- _REQUIRED WORK_: Filter the rows below, keeping only the lines that contain the word "trunk". Copy each of those lines in full.

- _ROWS_:

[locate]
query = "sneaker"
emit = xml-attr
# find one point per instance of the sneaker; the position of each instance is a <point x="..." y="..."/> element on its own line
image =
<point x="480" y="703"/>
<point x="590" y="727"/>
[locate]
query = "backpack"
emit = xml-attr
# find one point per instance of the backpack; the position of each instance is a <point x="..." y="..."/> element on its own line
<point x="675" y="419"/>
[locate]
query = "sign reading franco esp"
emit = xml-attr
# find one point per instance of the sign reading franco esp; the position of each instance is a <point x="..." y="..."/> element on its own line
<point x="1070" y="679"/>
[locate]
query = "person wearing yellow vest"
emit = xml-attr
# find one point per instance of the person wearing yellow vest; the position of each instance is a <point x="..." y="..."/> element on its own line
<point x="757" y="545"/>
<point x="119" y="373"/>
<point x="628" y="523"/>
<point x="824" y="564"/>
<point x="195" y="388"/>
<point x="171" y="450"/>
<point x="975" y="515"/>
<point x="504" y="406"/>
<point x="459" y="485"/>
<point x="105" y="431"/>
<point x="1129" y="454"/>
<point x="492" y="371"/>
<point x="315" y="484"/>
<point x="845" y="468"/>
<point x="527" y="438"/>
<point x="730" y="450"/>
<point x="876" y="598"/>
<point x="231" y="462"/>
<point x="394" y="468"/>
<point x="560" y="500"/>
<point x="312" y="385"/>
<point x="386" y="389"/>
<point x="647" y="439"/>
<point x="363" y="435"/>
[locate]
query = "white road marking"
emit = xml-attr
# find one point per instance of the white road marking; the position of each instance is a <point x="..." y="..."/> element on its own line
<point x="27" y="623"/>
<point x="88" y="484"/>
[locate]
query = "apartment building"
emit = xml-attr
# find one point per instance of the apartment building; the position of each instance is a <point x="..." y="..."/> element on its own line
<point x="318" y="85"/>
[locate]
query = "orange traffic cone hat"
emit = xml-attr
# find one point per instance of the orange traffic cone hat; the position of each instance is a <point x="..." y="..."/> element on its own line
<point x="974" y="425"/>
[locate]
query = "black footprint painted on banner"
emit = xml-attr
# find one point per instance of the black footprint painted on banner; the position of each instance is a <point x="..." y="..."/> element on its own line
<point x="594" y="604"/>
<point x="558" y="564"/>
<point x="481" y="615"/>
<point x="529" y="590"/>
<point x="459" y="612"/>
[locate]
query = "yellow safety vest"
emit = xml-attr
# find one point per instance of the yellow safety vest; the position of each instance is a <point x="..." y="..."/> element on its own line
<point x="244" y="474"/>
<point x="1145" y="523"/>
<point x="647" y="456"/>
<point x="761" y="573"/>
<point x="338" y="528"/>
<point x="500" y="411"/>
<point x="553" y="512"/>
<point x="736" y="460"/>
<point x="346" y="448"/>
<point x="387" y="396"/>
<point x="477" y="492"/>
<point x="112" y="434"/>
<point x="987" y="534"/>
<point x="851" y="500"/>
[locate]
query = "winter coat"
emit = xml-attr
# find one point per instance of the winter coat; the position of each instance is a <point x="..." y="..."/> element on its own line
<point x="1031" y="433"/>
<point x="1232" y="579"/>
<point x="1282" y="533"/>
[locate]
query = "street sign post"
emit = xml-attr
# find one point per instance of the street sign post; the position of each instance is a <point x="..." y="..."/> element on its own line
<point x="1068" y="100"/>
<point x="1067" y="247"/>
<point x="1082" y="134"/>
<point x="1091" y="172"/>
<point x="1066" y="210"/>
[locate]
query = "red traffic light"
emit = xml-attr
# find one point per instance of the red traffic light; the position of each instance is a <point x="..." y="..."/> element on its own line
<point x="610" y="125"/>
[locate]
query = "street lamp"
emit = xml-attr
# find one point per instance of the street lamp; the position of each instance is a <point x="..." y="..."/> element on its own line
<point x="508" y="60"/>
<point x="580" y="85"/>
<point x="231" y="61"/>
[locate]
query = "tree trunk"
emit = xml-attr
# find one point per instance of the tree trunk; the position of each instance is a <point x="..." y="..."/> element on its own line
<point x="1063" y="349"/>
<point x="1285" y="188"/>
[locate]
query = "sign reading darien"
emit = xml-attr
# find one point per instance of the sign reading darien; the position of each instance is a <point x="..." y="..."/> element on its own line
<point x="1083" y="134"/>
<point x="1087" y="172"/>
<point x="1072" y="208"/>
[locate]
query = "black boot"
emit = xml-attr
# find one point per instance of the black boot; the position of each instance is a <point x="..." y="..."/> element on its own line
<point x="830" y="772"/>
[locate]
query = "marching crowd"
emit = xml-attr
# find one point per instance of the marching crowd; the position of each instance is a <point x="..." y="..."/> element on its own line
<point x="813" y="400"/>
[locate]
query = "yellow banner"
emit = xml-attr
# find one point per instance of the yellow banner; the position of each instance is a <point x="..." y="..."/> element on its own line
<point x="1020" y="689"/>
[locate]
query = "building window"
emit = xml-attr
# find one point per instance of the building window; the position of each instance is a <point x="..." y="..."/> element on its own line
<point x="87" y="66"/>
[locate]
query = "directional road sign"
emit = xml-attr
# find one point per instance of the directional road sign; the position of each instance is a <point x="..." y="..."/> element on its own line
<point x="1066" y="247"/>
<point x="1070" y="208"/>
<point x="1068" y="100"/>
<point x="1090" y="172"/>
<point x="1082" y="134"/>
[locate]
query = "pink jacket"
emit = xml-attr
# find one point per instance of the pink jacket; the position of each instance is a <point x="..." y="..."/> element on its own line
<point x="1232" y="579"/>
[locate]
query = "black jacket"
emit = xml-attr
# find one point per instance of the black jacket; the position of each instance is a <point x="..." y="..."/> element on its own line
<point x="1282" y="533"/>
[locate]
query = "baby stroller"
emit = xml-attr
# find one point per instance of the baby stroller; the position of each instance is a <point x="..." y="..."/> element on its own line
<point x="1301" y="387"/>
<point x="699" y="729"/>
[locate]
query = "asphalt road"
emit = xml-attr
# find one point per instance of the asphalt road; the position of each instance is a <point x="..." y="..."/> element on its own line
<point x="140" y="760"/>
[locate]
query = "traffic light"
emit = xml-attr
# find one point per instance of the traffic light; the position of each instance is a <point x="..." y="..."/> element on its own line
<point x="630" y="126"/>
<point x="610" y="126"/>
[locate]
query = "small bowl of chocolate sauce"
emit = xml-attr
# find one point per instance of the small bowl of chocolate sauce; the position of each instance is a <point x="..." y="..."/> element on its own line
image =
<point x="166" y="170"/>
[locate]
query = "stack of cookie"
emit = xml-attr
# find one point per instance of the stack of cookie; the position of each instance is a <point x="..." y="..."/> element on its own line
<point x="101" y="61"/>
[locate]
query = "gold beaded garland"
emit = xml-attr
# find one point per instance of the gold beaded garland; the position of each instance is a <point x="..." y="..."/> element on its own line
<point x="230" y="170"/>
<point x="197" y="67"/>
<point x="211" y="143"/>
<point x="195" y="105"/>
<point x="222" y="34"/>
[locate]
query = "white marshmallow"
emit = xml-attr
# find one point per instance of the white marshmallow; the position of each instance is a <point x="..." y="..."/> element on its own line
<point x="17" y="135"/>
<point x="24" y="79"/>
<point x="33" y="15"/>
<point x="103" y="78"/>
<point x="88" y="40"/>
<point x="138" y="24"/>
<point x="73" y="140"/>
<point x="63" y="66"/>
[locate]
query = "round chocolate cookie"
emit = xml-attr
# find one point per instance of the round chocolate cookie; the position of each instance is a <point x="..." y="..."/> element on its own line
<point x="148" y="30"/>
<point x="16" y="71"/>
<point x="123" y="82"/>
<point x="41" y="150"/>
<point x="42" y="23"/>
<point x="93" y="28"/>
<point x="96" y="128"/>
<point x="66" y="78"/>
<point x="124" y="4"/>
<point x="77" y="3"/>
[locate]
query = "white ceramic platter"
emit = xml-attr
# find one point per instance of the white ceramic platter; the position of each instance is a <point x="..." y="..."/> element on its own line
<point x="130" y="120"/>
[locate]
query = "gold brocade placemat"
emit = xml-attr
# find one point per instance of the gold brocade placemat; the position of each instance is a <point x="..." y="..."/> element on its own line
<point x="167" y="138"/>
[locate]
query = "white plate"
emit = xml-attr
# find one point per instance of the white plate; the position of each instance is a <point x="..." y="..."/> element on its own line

- _PROBLEM SOLUTION_:
query = "tree trunk"
# find one point per instance of the tree trunk; the position of each instance is a <point x="..." y="..."/> element on its own line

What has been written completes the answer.